> _EXERCISE GOAL_
The data beneath this task is to be duplicated exactly, in its entirety.

> _SUPPLIED MATERIAL_

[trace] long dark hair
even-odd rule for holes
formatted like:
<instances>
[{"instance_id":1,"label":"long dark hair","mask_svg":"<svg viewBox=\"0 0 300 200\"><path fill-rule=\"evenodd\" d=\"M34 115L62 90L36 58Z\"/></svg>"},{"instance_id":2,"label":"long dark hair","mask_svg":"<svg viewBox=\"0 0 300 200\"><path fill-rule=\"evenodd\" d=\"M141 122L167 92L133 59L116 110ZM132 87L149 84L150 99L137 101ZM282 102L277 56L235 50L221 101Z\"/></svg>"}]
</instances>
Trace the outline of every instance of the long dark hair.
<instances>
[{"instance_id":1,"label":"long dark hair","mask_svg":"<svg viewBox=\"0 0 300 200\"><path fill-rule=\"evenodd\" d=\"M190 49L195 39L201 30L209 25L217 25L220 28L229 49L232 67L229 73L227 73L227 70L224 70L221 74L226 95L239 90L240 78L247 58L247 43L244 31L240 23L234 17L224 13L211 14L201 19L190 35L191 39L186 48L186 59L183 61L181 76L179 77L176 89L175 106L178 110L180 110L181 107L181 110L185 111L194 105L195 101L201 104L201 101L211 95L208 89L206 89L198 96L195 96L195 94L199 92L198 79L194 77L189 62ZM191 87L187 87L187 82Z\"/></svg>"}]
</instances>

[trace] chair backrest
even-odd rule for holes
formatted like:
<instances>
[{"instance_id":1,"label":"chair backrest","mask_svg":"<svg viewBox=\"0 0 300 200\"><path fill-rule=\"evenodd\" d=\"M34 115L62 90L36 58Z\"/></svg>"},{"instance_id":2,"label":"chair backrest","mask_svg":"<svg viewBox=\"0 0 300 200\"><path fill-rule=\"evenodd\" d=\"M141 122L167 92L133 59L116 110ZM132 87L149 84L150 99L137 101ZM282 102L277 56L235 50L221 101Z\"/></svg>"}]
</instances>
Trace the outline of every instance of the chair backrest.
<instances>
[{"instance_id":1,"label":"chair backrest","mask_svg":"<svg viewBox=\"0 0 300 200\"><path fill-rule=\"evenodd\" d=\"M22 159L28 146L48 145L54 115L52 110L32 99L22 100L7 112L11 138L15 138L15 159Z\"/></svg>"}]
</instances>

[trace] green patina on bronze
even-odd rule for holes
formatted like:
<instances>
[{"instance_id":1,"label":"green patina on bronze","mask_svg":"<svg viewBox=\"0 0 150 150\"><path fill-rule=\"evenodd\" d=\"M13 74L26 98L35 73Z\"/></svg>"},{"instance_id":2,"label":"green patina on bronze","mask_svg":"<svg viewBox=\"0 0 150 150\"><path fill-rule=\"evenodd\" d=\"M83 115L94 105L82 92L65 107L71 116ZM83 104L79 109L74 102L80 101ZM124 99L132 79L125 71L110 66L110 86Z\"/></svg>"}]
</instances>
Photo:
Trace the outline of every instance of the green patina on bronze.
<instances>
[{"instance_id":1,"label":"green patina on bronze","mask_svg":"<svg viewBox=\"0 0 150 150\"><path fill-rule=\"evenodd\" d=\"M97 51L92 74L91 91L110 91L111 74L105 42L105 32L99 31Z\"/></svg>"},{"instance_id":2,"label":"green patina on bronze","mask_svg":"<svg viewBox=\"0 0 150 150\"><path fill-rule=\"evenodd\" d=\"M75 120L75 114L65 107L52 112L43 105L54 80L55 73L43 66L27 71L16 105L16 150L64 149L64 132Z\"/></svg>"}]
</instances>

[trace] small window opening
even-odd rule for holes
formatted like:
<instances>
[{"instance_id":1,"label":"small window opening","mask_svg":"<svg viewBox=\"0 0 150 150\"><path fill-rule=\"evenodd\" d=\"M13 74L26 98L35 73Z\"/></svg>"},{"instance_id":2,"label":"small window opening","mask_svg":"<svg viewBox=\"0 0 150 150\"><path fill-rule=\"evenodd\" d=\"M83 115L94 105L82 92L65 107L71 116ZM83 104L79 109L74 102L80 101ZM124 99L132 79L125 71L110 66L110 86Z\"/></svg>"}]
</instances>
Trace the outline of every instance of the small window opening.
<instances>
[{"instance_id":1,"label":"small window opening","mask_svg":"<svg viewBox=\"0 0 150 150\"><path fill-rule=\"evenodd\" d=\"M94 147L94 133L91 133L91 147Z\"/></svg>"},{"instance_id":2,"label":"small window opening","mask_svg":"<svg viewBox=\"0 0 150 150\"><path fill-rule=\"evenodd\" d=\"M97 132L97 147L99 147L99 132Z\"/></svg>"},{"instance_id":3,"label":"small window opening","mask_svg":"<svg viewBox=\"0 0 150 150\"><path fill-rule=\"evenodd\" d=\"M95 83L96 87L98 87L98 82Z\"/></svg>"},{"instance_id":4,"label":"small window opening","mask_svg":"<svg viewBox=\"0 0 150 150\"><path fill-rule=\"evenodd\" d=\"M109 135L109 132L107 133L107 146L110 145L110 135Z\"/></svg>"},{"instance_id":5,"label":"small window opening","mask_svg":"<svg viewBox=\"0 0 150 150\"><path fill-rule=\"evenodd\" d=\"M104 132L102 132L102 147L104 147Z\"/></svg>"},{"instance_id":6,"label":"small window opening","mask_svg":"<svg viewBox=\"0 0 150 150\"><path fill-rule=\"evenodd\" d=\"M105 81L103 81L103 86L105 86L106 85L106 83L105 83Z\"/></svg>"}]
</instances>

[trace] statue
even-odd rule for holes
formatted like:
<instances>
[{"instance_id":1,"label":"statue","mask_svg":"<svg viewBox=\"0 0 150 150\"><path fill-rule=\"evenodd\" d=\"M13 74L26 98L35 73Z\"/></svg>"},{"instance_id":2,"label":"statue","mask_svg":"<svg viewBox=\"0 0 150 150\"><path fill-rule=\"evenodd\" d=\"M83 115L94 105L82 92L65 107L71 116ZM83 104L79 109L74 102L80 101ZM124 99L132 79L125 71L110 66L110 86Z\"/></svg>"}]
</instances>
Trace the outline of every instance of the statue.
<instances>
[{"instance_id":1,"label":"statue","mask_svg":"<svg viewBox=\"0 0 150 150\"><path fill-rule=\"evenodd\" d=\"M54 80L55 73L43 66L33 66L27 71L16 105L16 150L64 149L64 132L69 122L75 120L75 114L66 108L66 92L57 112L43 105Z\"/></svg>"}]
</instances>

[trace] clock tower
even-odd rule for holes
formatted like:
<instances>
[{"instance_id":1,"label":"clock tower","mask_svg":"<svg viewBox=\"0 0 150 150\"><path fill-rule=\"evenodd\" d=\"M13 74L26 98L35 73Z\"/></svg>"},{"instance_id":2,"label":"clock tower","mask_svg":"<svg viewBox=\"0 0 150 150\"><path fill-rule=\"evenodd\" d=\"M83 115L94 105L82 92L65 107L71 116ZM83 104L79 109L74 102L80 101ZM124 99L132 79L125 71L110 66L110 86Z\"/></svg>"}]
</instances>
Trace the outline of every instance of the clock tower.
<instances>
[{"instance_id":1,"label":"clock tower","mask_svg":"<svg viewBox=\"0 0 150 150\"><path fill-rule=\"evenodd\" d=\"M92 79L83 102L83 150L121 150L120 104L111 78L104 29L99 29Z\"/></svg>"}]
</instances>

> _ANSWER FOR THIS EXERCISE_
[trace] long dark hair
even-odd rule for holes
formatted like:
<instances>
[{"instance_id":1,"label":"long dark hair","mask_svg":"<svg viewBox=\"0 0 300 200\"><path fill-rule=\"evenodd\" d=\"M34 115L62 90L36 58Z\"/></svg>"},{"instance_id":2,"label":"long dark hair","mask_svg":"<svg viewBox=\"0 0 300 200\"><path fill-rule=\"evenodd\" d=\"M141 122L167 92L133 59L116 110ZM132 87L149 84L150 99L137 101ZM282 102L277 56L235 50L221 101Z\"/></svg>"}]
</instances>
Trace the outline of every instance of the long dark hair.
<instances>
[{"instance_id":1,"label":"long dark hair","mask_svg":"<svg viewBox=\"0 0 300 200\"><path fill-rule=\"evenodd\" d=\"M190 49L195 39L201 30L209 25L217 25L220 28L229 49L232 67L229 73L227 73L227 70L224 70L221 74L226 95L239 90L240 78L247 58L247 43L244 31L240 23L234 17L224 13L211 14L201 19L190 35L191 39L186 48L186 59L183 61L181 76L179 77L176 89L175 106L178 110L180 110L181 107L181 110L185 111L194 105L195 101L201 104L201 101L211 95L208 89L206 89L198 96L195 96L195 94L199 92L198 79L194 77L189 62ZM191 87L187 87L187 82Z\"/></svg>"}]
</instances>

[trace] chair backrest
even-odd rule for holes
formatted like:
<instances>
[{"instance_id":1,"label":"chair backrest","mask_svg":"<svg viewBox=\"0 0 300 200\"><path fill-rule=\"evenodd\" d=\"M34 115L62 90L36 58Z\"/></svg>"},{"instance_id":2,"label":"chair backrest","mask_svg":"<svg viewBox=\"0 0 300 200\"><path fill-rule=\"evenodd\" d=\"M141 122L167 92L133 59L116 110ZM132 87L149 84L150 99L137 101ZM282 102L277 56L235 50L221 101Z\"/></svg>"}]
</instances>
Trace the outline of every instance of the chair backrest.
<instances>
[{"instance_id":1,"label":"chair backrest","mask_svg":"<svg viewBox=\"0 0 300 200\"><path fill-rule=\"evenodd\" d=\"M22 159L28 146L48 145L54 115L52 110L32 99L22 100L7 112L11 138L15 138L15 159Z\"/></svg>"}]
</instances>

[trace] green patina on bronze
even-odd rule for holes
formatted like:
<instances>
[{"instance_id":1,"label":"green patina on bronze","mask_svg":"<svg viewBox=\"0 0 150 150\"><path fill-rule=\"evenodd\" d=\"M13 74L26 98L35 73Z\"/></svg>"},{"instance_id":2,"label":"green patina on bronze","mask_svg":"<svg viewBox=\"0 0 150 150\"><path fill-rule=\"evenodd\" d=\"M83 115L94 105L82 92L65 107L71 116ZM83 104L79 109L74 102L80 101ZM124 99L132 79L125 71L110 66L110 86Z\"/></svg>"}]
</instances>
Photo:
Trace the outline of every instance of the green patina on bronze.
<instances>
[{"instance_id":1,"label":"green patina on bronze","mask_svg":"<svg viewBox=\"0 0 150 150\"><path fill-rule=\"evenodd\" d=\"M97 51L92 74L91 91L110 91L111 74L105 42L105 32L99 31Z\"/></svg>"},{"instance_id":2,"label":"green patina on bronze","mask_svg":"<svg viewBox=\"0 0 150 150\"><path fill-rule=\"evenodd\" d=\"M75 120L75 114L65 107L52 112L43 105L54 80L55 73L43 66L27 71L16 105L16 150L64 149L64 132Z\"/></svg>"}]
</instances>

[trace] small window opening
even-odd rule for holes
formatted like:
<instances>
[{"instance_id":1,"label":"small window opening","mask_svg":"<svg viewBox=\"0 0 150 150\"><path fill-rule=\"evenodd\" d=\"M13 74L26 98L35 73Z\"/></svg>"},{"instance_id":2,"label":"small window opening","mask_svg":"<svg viewBox=\"0 0 150 150\"><path fill-rule=\"evenodd\" d=\"M83 115L94 105L82 92L65 107L71 116ZM83 104L79 109L74 102L80 101ZM124 99L132 79L125 71L110 66L110 86Z\"/></svg>"}]
</instances>
Trace the outline of every instance of the small window opening.
<instances>
[{"instance_id":1,"label":"small window opening","mask_svg":"<svg viewBox=\"0 0 150 150\"><path fill-rule=\"evenodd\" d=\"M94 147L94 133L91 133L91 147Z\"/></svg>"},{"instance_id":2,"label":"small window opening","mask_svg":"<svg viewBox=\"0 0 150 150\"><path fill-rule=\"evenodd\" d=\"M97 132L97 147L99 147L99 132Z\"/></svg>"},{"instance_id":3,"label":"small window opening","mask_svg":"<svg viewBox=\"0 0 150 150\"><path fill-rule=\"evenodd\" d=\"M95 83L96 87L98 87L98 82Z\"/></svg>"},{"instance_id":4,"label":"small window opening","mask_svg":"<svg viewBox=\"0 0 150 150\"><path fill-rule=\"evenodd\" d=\"M109 135L109 132L107 133L107 146L110 145L110 135Z\"/></svg>"},{"instance_id":5,"label":"small window opening","mask_svg":"<svg viewBox=\"0 0 150 150\"><path fill-rule=\"evenodd\" d=\"M104 132L102 132L102 147L104 147Z\"/></svg>"},{"instance_id":6,"label":"small window opening","mask_svg":"<svg viewBox=\"0 0 150 150\"><path fill-rule=\"evenodd\" d=\"M105 81L103 81L103 86L105 86L106 85L106 83L105 83Z\"/></svg>"}]
</instances>

[trace] statue
even-odd rule for holes
formatted like:
<instances>
[{"instance_id":1,"label":"statue","mask_svg":"<svg viewBox=\"0 0 150 150\"><path fill-rule=\"evenodd\" d=\"M13 74L26 98L35 73Z\"/></svg>"},{"instance_id":2,"label":"statue","mask_svg":"<svg viewBox=\"0 0 150 150\"><path fill-rule=\"evenodd\" d=\"M83 115L94 105L82 92L65 107L71 116ZM83 104L79 109L74 102L80 101ZM124 99L132 79L125 71L110 66L110 86Z\"/></svg>"}]
</instances>
Trace the outline of every instance of the statue.
<instances>
[{"instance_id":1,"label":"statue","mask_svg":"<svg viewBox=\"0 0 150 150\"><path fill-rule=\"evenodd\" d=\"M54 80L55 73L43 66L33 66L27 71L16 105L16 150L64 149L64 132L69 122L75 120L75 114L66 108L66 92L57 112L43 105Z\"/></svg>"}]
</instances>

[trace] clock tower
even-odd rule for holes
formatted like:
<instances>
[{"instance_id":1,"label":"clock tower","mask_svg":"<svg viewBox=\"0 0 150 150\"><path fill-rule=\"evenodd\" d=\"M13 74L26 98L35 73Z\"/></svg>"},{"instance_id":2,"label":"clock tower","mask_svg":"<svg viewBox=\"0 0 150 150\"><path fill-rule=\"evenodd\" d=\"M83 115L94 105L82 92L65 107L71 116ZM83 104L79 109L74 102L80 101ZM124 99L132 79L125 71L110 66L110 86Z\"/></svg>"}]
</instances>
Trace the outline of every instance of the clock tower.
<instances>
[{"instance_id":1,"label":"clock tower","mask_svg":"<svg viewBox=\"0 0 150 150\"><path fill-rule=\"evenodd\" d=\"M92 79L83 102L83 150L121 150L120 104L111 78L104 29L99 29Z\"/></svg>"}]
</instances>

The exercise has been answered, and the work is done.